→ Task description
Here are records with pictures in them. Copy all of them exactly and leave the pictures out.

Segment Open

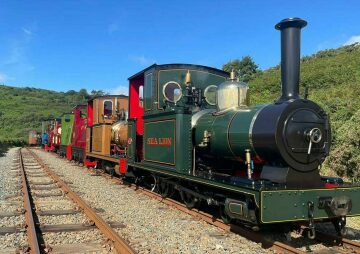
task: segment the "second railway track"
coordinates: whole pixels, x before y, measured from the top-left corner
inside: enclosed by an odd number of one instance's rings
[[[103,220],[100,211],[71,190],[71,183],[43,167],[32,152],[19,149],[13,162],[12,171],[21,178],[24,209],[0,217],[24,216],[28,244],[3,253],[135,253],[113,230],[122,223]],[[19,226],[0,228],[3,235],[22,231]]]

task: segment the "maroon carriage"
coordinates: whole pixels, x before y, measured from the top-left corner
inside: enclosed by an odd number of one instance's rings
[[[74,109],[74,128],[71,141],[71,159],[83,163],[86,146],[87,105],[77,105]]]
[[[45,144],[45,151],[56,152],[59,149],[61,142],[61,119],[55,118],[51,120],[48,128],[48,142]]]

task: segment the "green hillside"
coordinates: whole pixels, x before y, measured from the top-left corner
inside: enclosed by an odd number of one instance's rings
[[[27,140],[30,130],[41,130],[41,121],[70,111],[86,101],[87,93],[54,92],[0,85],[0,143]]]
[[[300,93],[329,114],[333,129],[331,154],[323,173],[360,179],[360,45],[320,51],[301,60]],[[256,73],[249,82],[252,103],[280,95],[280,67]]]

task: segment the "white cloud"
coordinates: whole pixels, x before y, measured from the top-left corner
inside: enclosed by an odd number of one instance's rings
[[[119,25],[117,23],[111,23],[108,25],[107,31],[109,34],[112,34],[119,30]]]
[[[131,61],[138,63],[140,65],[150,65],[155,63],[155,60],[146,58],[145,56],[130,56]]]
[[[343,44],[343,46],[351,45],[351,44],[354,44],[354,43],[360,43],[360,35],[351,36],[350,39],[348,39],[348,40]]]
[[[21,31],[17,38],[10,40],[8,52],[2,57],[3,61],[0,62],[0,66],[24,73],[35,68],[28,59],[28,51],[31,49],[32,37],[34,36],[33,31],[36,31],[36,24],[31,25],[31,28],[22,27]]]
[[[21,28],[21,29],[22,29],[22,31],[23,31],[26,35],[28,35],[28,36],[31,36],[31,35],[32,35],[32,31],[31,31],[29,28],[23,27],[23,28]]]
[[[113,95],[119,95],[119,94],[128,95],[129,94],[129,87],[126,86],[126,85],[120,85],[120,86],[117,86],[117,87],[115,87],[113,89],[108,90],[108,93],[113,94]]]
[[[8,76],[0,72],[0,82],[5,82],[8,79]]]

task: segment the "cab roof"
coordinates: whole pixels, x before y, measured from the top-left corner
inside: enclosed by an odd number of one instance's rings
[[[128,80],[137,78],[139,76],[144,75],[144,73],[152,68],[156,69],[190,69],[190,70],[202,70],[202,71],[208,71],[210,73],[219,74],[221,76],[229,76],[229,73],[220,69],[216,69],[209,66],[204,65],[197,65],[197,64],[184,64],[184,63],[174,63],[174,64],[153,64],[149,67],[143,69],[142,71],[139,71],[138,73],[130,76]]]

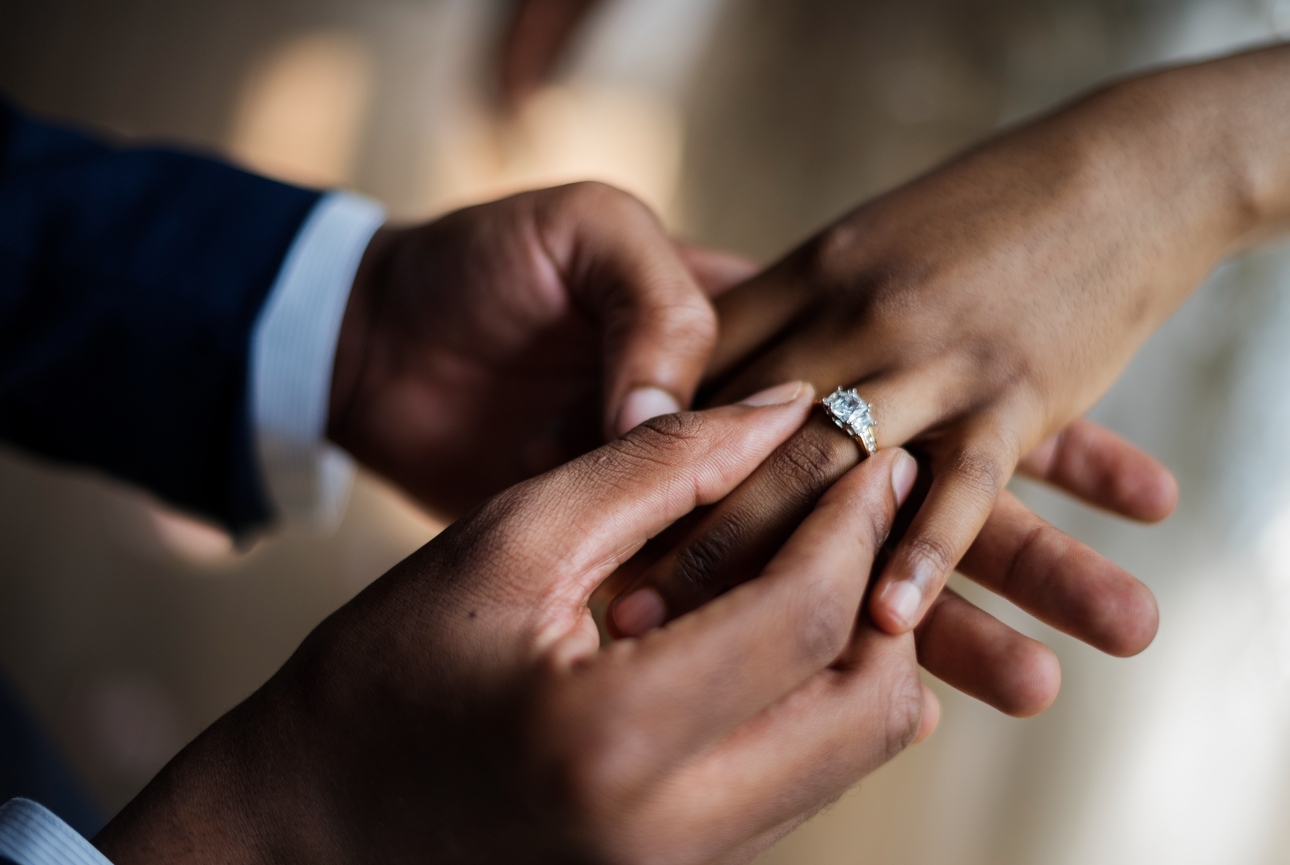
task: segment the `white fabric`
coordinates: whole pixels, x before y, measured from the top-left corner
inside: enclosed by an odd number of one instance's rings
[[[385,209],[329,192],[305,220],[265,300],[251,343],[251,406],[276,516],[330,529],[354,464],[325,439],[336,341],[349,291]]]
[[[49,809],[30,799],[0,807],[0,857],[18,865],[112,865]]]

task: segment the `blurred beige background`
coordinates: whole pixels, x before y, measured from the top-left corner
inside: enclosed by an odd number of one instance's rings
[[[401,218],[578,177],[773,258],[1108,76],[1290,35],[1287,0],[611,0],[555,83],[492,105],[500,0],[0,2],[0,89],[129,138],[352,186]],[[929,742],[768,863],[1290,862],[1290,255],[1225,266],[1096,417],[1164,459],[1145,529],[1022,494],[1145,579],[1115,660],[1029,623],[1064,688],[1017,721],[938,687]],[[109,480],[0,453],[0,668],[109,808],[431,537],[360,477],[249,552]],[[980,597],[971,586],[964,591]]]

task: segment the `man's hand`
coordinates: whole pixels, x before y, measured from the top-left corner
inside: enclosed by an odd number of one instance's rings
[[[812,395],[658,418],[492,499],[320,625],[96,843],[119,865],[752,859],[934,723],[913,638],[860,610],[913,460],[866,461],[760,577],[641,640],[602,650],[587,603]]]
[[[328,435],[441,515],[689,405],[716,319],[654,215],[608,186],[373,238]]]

Segment Closed

→ Answer below
task: segment the "second railway track"
coordinates: whole pixels, x before y, measured from the top-left corner
inside: enclosed by an odd number of one instance's rings
[[[103,220],[100,211],[71,190],[71,183],[43,167],[32,152],[19,149],[13,162],[12,171],[21,178],[24,209],[0,217],[24,216],[28,244],[3,253],[135,253],[113,230],[122,223]],[[19,226],[0,228],[3,235],[22,231]]]

task: segment the "maroon carriage"
coordinates: whole pixels, x before y, measured from the top-left corner
inside: enclosed by an odd number of one instance's rings
[[[74,109],[74,128],[71,141],[71,159],[83,163],[86,146],[87,105],[77,105]]]
[[[45,144],[45,151],[56,152],[59,149],[61,142],[61,119],[55,118],[51,120],[48,128],[48,142]]]

task: segment the "green hillside"
coordinates: whole pixels, x before y, measured from the top-left corner
inside: enclosed by an odd number of one instance's rings
[[[27,140],[30,130],[41,130],[41,121],[70,111],[86,101],[87,93],[54,92],[0,85],[0,143]]]
[[[300,93],[329,114],[333,129],[331,154],[323,173],[360,179],[360,45],[320,51],[301,60]],[[256,73],[249,82],[252,103],[280,95],[280,67]]]

task: segment the "white cloud"
coordinates: whole pixels, x before y, measured from the top-left corner
inside: enclosed by an odd number of one instance's rings
[[[119,25],[117,23],[111,23],[108,25],[107,31],[109,34],[112,34],[119,30]]]
[[[131,61],[138,63],[140,65],[150,65],[155,63],[155,60],[146,58],[145,56],[130,56]]]
[[[343,44],[343,46],[351,45],[351,44],[354,44],[354,43],[360,43],[360,35],[351,36],[350,39],[348,39],[348,40]]]
[[[21,31],[17,38],[10,40],[8,52],[2,57],[3,61],[0,62],[0,66],[24,73],[35,68],[28,59],[28,51],[31,49],[32,37],[34,36],[33,31],[36,31],[36,24],[31,25],[31,28],[22,27]]]
[[[21,28],[21,29],[22,29],[22,31],[23,31],[26,35],[28,35],[28,36],[31,36],[31,35],[32,35],[32,31],[31,31],[29,28],[23,27],[23,28]]]
[[[113,95],[119,95],[119,94],[128,95],[129,94],[129,87],[126,86],[126,85],[120,85],[120,86],[117,86],[117,87],[115,87],[113,89],[108,90],[108,93],[113,94]]]
[[[8,76],[0,72],[0,82],[5,82],[8,79]]]

task: segment the "cab roof"
coordinates: whole pixels, x before y, measured from the top-left corner
inside: enclosed by an odd number of one instance's rings
[[[128,80],[137,78],[139,76],[144,75],[144,73],[152,68],[156,69],[190,69],[190,70],[202,70],[202,71],[208,71],[210,73],[219,74],[221,76],[229,76],[229,73],[220,69],[216,69],[209,66],[204,65],[197,65],[197,64],[184,64],[184,63],[174,63],[174,64],[153,64],[149,67],[143,69],[142,71],[139,71],[138,73],[130,76]]]

task: segment the `white fabric`
coordinates: whole pixels, x before y, measured from the top-left corner
inside: enclosed by an odd number of one instance's rings
[[[385,209],[329,192],[305,220],[265,300],[251,343],[251,406],[276,516],[330,529],[354,464],[325,439],[336,341],[349,291]]]
[[[49,809],[30,799],[0,807],[0,857],[18,865],[112,865]]]

task: segment the `blurred beige background`
coordinates: whole pixels, x before y, measured from the top-left corner
inside: enclosed by an odd number of one instance's rings
[[[401,218],[578,177],[773,258],[1108,76],[1290,35],[1287,0],[611,0],[555,83],[492,105],[500,0],[0,2],[0,89],[129,138],[352,186]],[[929,742],[768,863],[1290,862],[1290,255],[1225,266],[1096,417],[1164,459],[1145,529],[1022,494],[1145,579],[1115,660],[1029,623],[1064,688],[1017,721],[938,687]],[[109,480],[0,453],[0,668],[109,808],[431,537],[360,477],[249,552]],[[980,597],[971,586],[964,591]]]

task: segment the `man's hand`
coordinates: whole pixels, x before y, measured from the top-left corner
inside: enclosed by an odd number of one instance's rings
[[[812,395],[658,418],[492,499],[320,625],[96,843],[119,865],[752,859],[934,723],[913,638],[860,610],[913,460],[866,461],[760,577],[641,640],[602,650],[587,603]]]
[[[328,435],[441,515],[689,405],[716,319],[654,215],[608,186],[373,238]]]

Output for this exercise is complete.